## EXERCISE DETAILS:
Using the compression-ratio forum thread below, answer these:
1. What turbo is the kevin's build using?
2. According to push, what compression ratio do stock 9A pistons give in an ABA block with ABA rods?
3. At roughly what boost does the kevin hope to make 300whp?

## PAGE TEXT:
# compression ratio: 16v ABA. 9A low comp. JE pistons?



## the kevin (Feb 12, 2004)

i'm building a boosted (t3/t4 50 trim) aba 16v. i've read all over the place that for high boost i need to use ABA pistons, resulting in a CR close to 7:1. the 9A pistons are supposedly like 9:1.
i was hoping for something closer to 8-8.5:1 because i dont want it to be a total dog off throttle. keep in mind i'll be using an early ABA crank (forged) and forged rods/pistons.
would it be stupid to run regular CR 9A pistons (resulting in 9:1) on 15-20 psi if all of the internals are forged?
so would my best bet be to run ABA pistons, low CR 9A pistons, or the regular 9A pistons?
any idea what the CR would be with the lowered compression 9A JE pistons?
shooting for 300+ whp and maybe crank it up a little for the dyno. mk1 jetta 2-door, btw.



_Modified by the kevin at 2:19 PM 8-15-2006_


----------



## pozer (Dec 21, 2001)

*Re: compression ratio: 16v ABA. 9A low comp. JE pistons? (the kevin)*

I believe its 8:1 compression. The off boost performance is just fine with ABA pistons. 
You can run 20psi daily on either the stock ABA pistons or even 9:1 JE forged its your choice and your money it all comes down to tuning. http://****************.com/smile/emthup.gif


----------



## the kevin (Feb 12, 2004)

*Re: compression ratio: 16v ABA. 9A low comp. JE pistons? (pozer)*

so:
stock ABA = 7:1
9:1 9A = 8:1
10.8:1 9A = 9:1
correct?


----------



## pozer (Dec 21, 2001)

*Re: compression ratio: 16v ABA. 9A low comp. JE pistons? (the kevin)*

Stock ABA is suppose to be 8:1


----------



## push (Apr 12, 2003)

*Re: compression ratio: 16v ABA. 9A low comp. JE pistons? (pozer)*

stock ABA pistons are 8:1
stock 9a pistons in an ABA block with ABA rods are 9:1


----------



## the kevin (Feb 12, 2004)

*Re: compression ratio: 16v ABA. 9A low comp. JE pistons? (push)*

the main reason i was considering the 9:1 JEs is because they have the valve relief cuts in the top.


----------



## pozer (Dec 21, 2001)

*Re: compression ratio: 16v ABA. 9A low comp. JE pistons? (the kevin)*

If you plan on running aftermarket cams and pushing it over 7200rpms I personally would recommend the valve relief you can never be to safe. http://****************.com/smile/emthup.gif


----------



## the kevin (Feb 12, 2004)

*Re: compression ratio: 16v ABA. 9A low comp. JE pistons? (pozer)*

stock cams, lots of boost.
i'm hoping for 300whp at around 17psi... but i would probably crank it up to the mid 20s for dyno day.

## RAW DATA:
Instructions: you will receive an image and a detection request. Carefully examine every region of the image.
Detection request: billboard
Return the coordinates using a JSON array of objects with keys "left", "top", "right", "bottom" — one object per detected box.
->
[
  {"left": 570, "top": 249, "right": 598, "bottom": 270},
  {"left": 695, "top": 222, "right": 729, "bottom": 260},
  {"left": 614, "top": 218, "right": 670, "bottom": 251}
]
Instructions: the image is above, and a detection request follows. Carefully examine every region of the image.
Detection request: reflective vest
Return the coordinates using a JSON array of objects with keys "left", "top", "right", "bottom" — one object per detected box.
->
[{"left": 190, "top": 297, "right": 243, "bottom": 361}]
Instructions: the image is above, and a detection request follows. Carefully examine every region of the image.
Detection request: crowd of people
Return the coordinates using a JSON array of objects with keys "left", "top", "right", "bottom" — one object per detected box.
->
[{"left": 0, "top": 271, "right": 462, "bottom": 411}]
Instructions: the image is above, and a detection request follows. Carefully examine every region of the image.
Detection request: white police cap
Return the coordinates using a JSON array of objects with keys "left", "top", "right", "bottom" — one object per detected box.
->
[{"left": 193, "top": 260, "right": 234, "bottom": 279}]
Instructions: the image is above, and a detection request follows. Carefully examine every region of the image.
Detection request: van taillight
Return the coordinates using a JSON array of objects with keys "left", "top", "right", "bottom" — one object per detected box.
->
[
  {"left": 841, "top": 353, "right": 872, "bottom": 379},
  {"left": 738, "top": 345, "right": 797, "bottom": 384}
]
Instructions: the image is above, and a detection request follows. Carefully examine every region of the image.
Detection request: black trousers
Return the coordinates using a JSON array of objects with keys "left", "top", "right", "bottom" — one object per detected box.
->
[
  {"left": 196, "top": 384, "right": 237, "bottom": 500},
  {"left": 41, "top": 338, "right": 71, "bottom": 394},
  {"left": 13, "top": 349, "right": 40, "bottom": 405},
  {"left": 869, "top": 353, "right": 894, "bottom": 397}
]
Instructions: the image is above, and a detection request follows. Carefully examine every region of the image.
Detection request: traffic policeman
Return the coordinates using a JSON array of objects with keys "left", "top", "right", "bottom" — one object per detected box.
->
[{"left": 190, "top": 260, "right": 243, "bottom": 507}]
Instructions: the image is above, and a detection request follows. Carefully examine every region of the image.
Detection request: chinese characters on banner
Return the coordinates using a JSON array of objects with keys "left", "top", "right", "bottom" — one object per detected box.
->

## PROBLEM SOLUTION:
1. A t3/t4 50 trim.
2. 9:1.
3. Around 17psi.